- _Short problem_: Reproduce the material below verbatim, from its first line through the line containing "<point>75,174</point>", both included, and omit the pictures from your copy.

-- Begin Entries provided --

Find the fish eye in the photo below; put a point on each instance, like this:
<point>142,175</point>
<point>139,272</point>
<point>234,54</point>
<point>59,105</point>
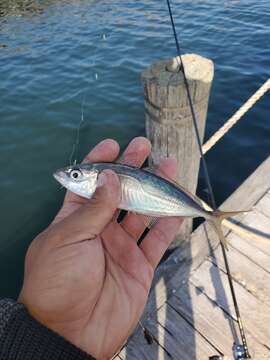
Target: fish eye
<point>75,174</point>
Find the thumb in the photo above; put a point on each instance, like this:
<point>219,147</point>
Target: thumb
<point>90,219</point>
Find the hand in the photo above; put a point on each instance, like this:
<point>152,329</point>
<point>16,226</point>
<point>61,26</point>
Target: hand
<point>85,276</point>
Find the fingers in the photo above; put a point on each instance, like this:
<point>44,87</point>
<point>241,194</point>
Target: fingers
<point>159,239</point>
<point>163,233</point>
<point>134,224</point>
<point>90,219</point>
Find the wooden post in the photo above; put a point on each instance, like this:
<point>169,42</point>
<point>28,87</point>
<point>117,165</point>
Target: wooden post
<point>168,117</point>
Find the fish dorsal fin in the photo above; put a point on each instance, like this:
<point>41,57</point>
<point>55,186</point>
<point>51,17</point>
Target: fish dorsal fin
<point>152,170</point>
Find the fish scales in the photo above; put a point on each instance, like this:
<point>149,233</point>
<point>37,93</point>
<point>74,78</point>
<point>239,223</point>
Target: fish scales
<point>142,192</point>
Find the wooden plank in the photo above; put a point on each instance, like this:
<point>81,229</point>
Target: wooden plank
<point>138,348</point>
<point>263,204</point>
<point>246,247</point>
<point>176,269</point>
<point>179,339</point>
<point>212,322</point>
<point>168,119</point>
<point>260,223</point>
<point>185,260</point>
<point>214,283</point>
<point>248,274</point>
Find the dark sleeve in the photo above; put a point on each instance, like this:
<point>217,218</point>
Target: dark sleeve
<point>24,338</point>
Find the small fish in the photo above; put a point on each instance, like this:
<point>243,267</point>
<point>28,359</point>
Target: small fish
<point>142,192</point>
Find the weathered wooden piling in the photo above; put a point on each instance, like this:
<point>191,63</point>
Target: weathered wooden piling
<point>168,117</point>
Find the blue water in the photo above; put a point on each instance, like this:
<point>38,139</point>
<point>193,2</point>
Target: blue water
<point>55,55</point>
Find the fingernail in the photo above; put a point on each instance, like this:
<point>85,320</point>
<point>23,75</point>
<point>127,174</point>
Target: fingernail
<point>102,179</point>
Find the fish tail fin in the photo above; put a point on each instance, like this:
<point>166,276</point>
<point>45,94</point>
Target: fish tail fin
<point>217,218</point>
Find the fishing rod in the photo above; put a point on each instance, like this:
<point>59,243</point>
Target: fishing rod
<point>240,351</point>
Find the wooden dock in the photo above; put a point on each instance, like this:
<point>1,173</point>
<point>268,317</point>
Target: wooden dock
<point>190,313</point>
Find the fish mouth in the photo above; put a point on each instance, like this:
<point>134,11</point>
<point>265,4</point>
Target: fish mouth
<point>60,176</point>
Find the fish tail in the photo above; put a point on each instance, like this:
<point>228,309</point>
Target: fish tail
<point>217,218</point>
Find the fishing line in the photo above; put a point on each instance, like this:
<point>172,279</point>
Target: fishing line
<point>207,178</point>
<point>75,147</point>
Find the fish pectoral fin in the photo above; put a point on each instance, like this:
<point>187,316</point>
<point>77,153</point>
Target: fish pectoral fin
<point>151,169</point>
<point>150,221</point>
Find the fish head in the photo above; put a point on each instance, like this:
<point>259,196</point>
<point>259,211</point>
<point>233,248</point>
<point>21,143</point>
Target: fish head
<point>82,180</point>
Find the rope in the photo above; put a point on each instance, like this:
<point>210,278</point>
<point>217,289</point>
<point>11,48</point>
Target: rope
<point>195,125</point>
<point>237,116</point>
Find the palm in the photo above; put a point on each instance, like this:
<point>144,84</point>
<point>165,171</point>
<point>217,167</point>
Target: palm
<point>92,289</point>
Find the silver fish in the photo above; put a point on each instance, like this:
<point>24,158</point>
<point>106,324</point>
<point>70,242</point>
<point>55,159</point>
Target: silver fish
<point>142,192</point>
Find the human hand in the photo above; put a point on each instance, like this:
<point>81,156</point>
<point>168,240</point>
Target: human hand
<point>85,276</point>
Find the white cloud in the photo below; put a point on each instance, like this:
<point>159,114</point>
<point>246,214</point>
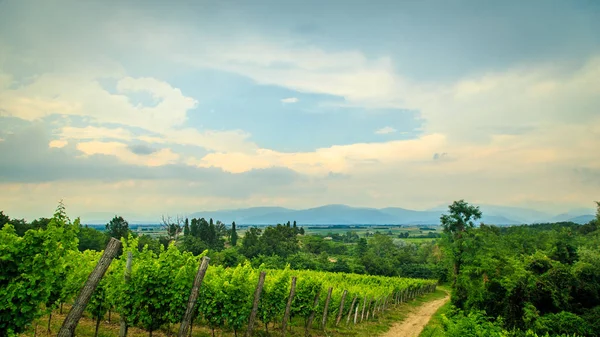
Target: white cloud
<point>58,143</point>
<point>78,95</point>
<point>385,130</point>
<point>290,100</point>
<point>122,151</point>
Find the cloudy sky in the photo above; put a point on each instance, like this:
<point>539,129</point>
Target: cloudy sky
<point>150,107</point>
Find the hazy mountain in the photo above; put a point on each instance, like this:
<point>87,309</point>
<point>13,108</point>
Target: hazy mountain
<point>582,219</point>
<point>243,215</point>
<point>506,214</point>
<point>338,214</point>
<point>343,215</point>
<point>575,213</point>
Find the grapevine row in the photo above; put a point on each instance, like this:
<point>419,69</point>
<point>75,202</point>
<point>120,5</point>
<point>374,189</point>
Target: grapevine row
<point>158,289</point>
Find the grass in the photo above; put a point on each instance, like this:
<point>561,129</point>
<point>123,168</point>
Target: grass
<point>372,327</point>
<point>434,328</point>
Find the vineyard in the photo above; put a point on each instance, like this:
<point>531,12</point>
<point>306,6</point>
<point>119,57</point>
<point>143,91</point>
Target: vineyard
<point>42,270</point>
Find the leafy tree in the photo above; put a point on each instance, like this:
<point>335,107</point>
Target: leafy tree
<point>32,268</point>
<point>186,227</point>
<point>193,245</point>
<point>457,225</point>
<point>234,237</point>
<point>90,238</point>
<point>251,245</point>
<point>194,228</point>
<point>279,240</point>
<point>118,228</point>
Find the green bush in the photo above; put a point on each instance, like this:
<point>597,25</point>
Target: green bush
<point>563,323</point>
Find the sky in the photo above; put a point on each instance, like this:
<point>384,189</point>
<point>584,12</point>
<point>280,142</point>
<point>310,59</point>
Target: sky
<point>153,107</point>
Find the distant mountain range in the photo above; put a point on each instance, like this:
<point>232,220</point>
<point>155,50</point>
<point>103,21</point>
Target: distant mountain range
<point>347,215</point>
<point>342,214</point>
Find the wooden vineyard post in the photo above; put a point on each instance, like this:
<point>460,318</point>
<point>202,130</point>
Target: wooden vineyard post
<point>312,313</point>
<point>124,328</point>
<point>288,307</point>
<point>350,311</point>
<point>324,321</point>
<point>341,311</point>
<point>68,327</point>
<point>257,292</point>
<point>189,311</point>
<point>362,314</point>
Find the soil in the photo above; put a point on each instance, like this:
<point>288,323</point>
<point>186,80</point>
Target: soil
<point>416,321</point>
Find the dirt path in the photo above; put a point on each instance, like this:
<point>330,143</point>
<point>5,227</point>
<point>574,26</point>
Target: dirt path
<point>416,321</point>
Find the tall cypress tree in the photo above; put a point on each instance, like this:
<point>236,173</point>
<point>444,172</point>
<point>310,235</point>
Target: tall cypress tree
<point>233,239</point>
<point>186,228</point>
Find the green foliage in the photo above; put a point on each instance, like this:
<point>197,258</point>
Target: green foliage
<point>90,238</point>
<point>32,268</point>
<point>117,228</point>
<point>159,287</point>
<point>474,324</point>
<point>563,323</point>
<point>234,237</point>
<point>544,278</point>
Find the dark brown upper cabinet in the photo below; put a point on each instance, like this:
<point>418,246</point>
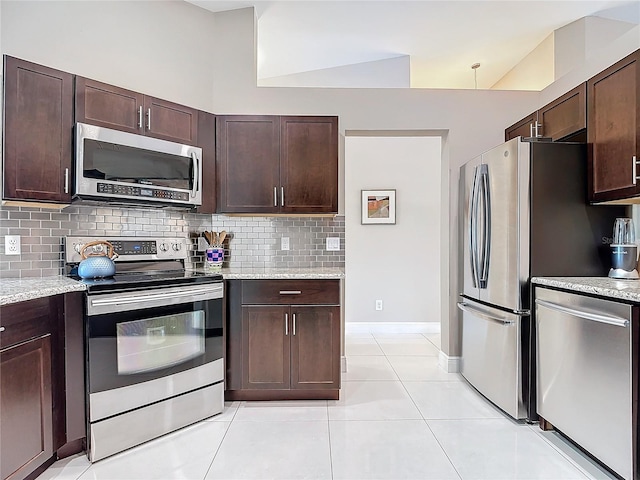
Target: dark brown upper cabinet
<point>277,164</point>
<point>38,132</point>
<point>565,116</point>
<point>561,119</point>
<point>613,131</point>
<point>207,141</point>
<point>113,107</point>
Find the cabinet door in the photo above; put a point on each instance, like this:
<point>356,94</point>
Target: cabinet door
<point>613,130</point>
<point>566,115</point>
<point>108,106</point>
<point>248,152</point>
<point>265,348</point>
<point>38,133</point>
<point>522,128</point>
<point>170,121</point>
<point>315,347</point>
<point>309,165</point>
<point>26,419</point>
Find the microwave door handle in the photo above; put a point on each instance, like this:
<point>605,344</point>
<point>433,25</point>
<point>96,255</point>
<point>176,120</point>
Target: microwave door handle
<point>196,174</point>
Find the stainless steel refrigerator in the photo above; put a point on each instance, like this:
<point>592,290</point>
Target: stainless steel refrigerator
<point>525,213</point>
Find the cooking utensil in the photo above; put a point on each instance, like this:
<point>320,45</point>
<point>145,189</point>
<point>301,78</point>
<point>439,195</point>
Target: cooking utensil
<point>99,263</point>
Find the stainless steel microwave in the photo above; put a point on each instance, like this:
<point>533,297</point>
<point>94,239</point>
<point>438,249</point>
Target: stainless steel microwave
<point>130,169</point>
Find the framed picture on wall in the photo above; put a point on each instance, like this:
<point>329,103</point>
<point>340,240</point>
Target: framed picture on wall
<point>378,207</point>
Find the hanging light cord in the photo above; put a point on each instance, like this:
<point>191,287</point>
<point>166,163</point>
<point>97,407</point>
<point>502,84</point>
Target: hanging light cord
<point>475,74</point>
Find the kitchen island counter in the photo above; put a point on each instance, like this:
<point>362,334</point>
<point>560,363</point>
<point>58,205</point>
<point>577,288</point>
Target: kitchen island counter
<point>627,290</point>
<point>14,290</point>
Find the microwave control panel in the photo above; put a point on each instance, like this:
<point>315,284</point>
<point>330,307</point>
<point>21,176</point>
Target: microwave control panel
<point>144,192</point>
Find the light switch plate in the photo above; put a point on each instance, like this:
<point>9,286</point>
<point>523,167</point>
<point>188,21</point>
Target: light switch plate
<point>333,243</point>
<point>12,245</point>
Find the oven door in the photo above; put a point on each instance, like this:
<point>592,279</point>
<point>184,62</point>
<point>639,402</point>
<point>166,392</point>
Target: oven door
<point>146,346</point>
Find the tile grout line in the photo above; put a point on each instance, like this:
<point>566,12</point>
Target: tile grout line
<point>213,459</point>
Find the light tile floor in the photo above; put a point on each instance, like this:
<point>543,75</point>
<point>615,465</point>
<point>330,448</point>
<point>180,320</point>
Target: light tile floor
<point>399,417</point>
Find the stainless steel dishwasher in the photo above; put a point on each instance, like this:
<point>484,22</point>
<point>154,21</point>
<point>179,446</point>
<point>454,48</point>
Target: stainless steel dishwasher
<point>585,374</point>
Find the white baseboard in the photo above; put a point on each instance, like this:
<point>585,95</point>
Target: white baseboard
<point>449,364</point>
<point>392,327</point>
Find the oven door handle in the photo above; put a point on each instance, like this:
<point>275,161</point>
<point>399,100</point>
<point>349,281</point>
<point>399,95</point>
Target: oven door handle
<point>160,297</point>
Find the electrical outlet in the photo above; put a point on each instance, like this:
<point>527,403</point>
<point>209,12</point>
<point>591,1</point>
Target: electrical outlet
<point>12,245</point>
<point>333,243</point>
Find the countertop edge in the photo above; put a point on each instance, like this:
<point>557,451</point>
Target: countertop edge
<point>628,290</point>
<point>21,290</point>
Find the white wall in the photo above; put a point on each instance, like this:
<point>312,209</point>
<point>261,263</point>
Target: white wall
<point>400,263</point>
<point>534,72</point>
<point>388,73</point>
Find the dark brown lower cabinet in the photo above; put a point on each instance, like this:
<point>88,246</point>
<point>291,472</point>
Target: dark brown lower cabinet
<point>42,414</point>
<point>283,351</point>
<point>26,421</point>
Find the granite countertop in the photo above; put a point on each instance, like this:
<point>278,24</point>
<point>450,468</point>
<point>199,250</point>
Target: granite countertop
<point>282,273</point>
<point>14,290</point>
<point>628,290</point>
<point>21,289</point>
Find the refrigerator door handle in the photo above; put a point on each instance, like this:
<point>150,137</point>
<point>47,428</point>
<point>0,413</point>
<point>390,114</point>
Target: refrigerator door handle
<point>594,317</point>
<point>473,227</point>
<point>486,226</point>
<point>465,307</point>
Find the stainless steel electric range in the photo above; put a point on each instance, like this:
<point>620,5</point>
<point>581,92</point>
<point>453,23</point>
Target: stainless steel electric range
<point>154,343</point>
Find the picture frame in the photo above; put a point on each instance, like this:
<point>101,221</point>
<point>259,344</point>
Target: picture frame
<point>378,207</point>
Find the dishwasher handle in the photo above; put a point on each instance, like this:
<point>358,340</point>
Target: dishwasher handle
<point>465,307</point>
<point>594,317</point>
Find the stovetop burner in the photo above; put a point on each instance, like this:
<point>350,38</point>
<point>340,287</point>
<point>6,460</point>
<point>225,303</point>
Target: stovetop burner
<point>143,280</point>
<point>143,263</point>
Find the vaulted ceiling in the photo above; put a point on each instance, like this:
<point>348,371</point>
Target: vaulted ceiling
<point>423,44</point>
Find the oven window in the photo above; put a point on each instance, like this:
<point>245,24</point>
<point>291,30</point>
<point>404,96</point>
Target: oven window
<point>168,339</point>
<point>121,163</point>
<point>155,343</point>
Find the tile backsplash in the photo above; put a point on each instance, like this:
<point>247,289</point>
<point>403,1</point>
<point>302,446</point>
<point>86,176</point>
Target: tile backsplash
<point>251,241</point>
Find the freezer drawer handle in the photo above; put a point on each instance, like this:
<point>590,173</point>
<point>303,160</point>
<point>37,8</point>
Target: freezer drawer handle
<point>595,317</point>
<point>465,307</point>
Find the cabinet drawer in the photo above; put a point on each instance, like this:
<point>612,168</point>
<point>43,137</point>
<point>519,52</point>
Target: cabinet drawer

-- End Entries provided --

- _Full output_:
Find the fish eye in the photo below; put a point on each instance, like this:
<point>142,175</point>
<point>139,272</point>
<point>234,54</point>
<point>59,105</point>
Target: fish eye
<point>75,174</point>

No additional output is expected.